* _WORK ITEM_: Retype the part of the project history below starting at "and a LaTeX" and ending at "nicely typeset PDFs.", keeping every word and punctuation mark unchanged.

This project is a palimpsest.
It arose out of two primordial projects of mine
for representing and rendering quizbowl packets:
an XML/XSLT-based schema called QBML (May 2008)
and a LaTeX class called packet.cls
(March 2013).
In February 2014, I hitched up a program to fetch Docx packets from Google Docs and pass them through a pipeline of formats – HTML, QBML (XML), LaTeX – to produce nicely typeset PDFs.
I attached a tooltip to each word of a tossup to display its word number in the final PDFs. This was my second attempt to enable the collection of buzz location data, after a bare first prototype in HTML/JS (February 2012).
This misguided elaborate approach,
using xsl:analyze-string
to tokenize mixed content in XSLT,
failed not only due to differences in PDF viewer abilities,
but because I was more worried about restoring kerning.
Growing bored of typography-for-its-own-sake, and annoyed at the folly of not solving an actual problem well, I quit fiddling around making text pretty and instead started to enjoy writing questions for practice and vanity in plain Markdown, which produced output like this.
For the next shift in strategy, I abandoned bloated PDF in favor of elegant HTML
accompanied by an incredibly simple script (number.js
)
to do the valued word-numbering work on the client side.
To overcome browser incompatibility and wasted computation, that script (though simple!) was soon replaced with a build pipeline that pre-calculated clickable words (October 2017). In parallel, I've worked on a rudimentary linter to check formatting and other issues.
For cross-platform Docx conversion, I swapped out textutil
(Mac-only built-in) for Pandoc.
The former basically preserves everything in the Docx but is not necessarily semantic,
whereas Pandoc is structure-oriented but lossy and a bit version-unstable.
Ten years in, I'm convinced that HTML is the proper archival and machine format for quizbowl packets. HTML is simple, flexible, forgiving, ubiquitous, and easy to parse. A pipeline of Docx to HTML incrementally tweaked by a small suite of modular scripts gives reasonable power and control (as intermediate files can be inspected), while perhaps coming at the expense of strict semantic or error-guarding needs.

* _INFORMATION PROVIDED_:
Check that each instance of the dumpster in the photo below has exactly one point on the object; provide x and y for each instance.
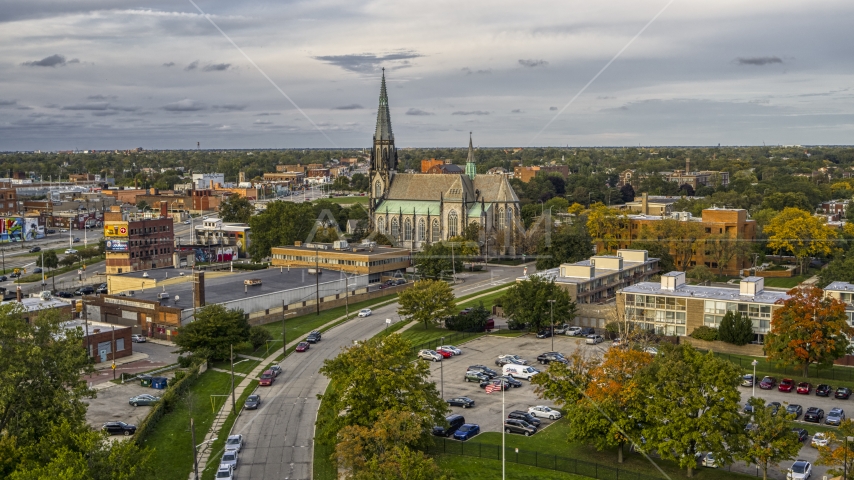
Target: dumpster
(158, 383)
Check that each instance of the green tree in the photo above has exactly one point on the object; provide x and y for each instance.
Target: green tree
(809, 328)
(376, 376)
(772, 441)
(690, 404)
(427, 301)
(213, 332)
(528, 302)
(282, 223)
(237, 209)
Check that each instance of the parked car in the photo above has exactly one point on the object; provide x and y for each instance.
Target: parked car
(252, 402)
(795, 409)
(800, 470)
(823, 390)
(464, 402)
(234, 443)
(522, 415)
(144, 399)
(431, 355)
(814, 415)
(119, 428)
(768, 383)
(267, 379)
(835, 416)
(519, 426)
(544, 412)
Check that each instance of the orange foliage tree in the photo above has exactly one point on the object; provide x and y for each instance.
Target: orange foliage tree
(808, 328)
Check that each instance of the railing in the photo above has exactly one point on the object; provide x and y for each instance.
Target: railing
(535, 459)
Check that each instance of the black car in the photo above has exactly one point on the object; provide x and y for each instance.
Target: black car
(795, 409)
(522, 415)
(549, 357)
(119, 428)
(252, 402)
(823, 390)
(464, 402)
(519, 426)
(814, 415)
(484, 370)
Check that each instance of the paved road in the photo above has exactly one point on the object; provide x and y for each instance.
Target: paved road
(280, 434)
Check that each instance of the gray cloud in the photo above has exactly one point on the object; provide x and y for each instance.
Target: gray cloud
(217, 67)
(185, 105)
(758, 61)
(531, 63)
(368, 62)
(51, 61)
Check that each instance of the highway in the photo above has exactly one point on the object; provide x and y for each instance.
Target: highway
(280, 434)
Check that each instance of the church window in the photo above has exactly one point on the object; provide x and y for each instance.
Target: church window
(422, 230)
(452, 224)
(395, 229)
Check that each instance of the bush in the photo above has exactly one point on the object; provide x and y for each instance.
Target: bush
(703, 332)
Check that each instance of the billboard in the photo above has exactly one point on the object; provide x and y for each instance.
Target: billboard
(119, 229)
(113, 245)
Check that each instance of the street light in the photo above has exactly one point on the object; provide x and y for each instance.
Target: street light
(754, 363)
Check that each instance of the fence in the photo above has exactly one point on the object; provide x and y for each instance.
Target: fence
(535, 459)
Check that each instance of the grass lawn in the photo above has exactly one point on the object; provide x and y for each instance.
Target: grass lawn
(217, 447)
(171, 442)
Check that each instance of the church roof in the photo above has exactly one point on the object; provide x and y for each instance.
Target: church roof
(383, 116)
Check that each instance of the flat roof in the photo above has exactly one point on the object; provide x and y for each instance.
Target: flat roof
(706, 293)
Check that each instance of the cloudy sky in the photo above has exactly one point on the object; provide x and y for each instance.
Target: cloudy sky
(104, 74)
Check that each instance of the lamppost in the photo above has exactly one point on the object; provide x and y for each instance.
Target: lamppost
(754, 363)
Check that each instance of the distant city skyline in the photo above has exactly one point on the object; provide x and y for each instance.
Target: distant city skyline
(102, 74)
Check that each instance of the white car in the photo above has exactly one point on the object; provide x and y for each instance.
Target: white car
(234, 443)
(545, 412)
(800, 470)
(451, 348)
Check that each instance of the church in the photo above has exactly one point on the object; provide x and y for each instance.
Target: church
(415, 210)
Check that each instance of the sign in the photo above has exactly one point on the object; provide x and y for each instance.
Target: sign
(113, 245)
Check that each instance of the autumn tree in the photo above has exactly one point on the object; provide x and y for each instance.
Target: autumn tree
(427, 301)
(808, 328)
(796, 231)
(772, 441)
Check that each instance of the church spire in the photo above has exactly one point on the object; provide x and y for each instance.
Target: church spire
(383, 116)
(471, 169)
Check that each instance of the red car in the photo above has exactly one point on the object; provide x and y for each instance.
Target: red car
(266, 378)
(786, 385)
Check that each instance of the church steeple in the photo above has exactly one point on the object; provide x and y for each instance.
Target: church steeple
(471, 169)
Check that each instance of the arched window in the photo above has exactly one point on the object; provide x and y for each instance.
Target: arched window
(452, 224)
(407, 229)
(395, 229)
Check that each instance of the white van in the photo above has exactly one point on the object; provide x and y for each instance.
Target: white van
(519, 371)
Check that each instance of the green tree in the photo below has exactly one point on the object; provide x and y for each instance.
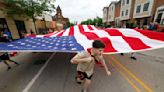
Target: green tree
(28, 8)
(96, 21)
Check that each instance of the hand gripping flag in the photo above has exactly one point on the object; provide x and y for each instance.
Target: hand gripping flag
(80, 37)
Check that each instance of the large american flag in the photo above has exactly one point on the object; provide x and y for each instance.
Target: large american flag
(80, 37)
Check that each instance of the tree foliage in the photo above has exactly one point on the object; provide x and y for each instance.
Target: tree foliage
(28, 8)
(96, 21)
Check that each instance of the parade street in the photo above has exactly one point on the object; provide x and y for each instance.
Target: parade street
(58, 75)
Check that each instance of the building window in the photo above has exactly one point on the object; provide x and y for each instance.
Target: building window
(146, 7)
(123, 2)
(122, 13)
(126, 12)
(127, 2)
(138, 9)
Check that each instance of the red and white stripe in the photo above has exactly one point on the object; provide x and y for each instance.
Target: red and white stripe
(117, 40)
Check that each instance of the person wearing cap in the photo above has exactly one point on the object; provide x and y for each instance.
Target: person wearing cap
(85, 63)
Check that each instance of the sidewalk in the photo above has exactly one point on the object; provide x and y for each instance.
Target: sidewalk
(158, 53)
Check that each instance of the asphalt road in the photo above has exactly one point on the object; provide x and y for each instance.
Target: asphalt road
(57, 75)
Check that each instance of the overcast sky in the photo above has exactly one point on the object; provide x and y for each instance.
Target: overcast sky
(80, 10)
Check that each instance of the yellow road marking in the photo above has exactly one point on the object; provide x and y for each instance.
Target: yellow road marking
(130, 82)
(132, 75)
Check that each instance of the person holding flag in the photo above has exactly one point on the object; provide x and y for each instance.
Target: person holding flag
(85, 63)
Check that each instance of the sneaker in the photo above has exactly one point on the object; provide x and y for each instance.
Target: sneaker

* _YOUR RESPONSE_:
and a LaTeX class called packet.cls
(March 2013).
In February 2014, I hitched up a program to fetch Docx packets from Google Docs and pass them through a pipeline of formats – HTML, QBML (XML), LaTeX – to produce nicely typeset PDFs.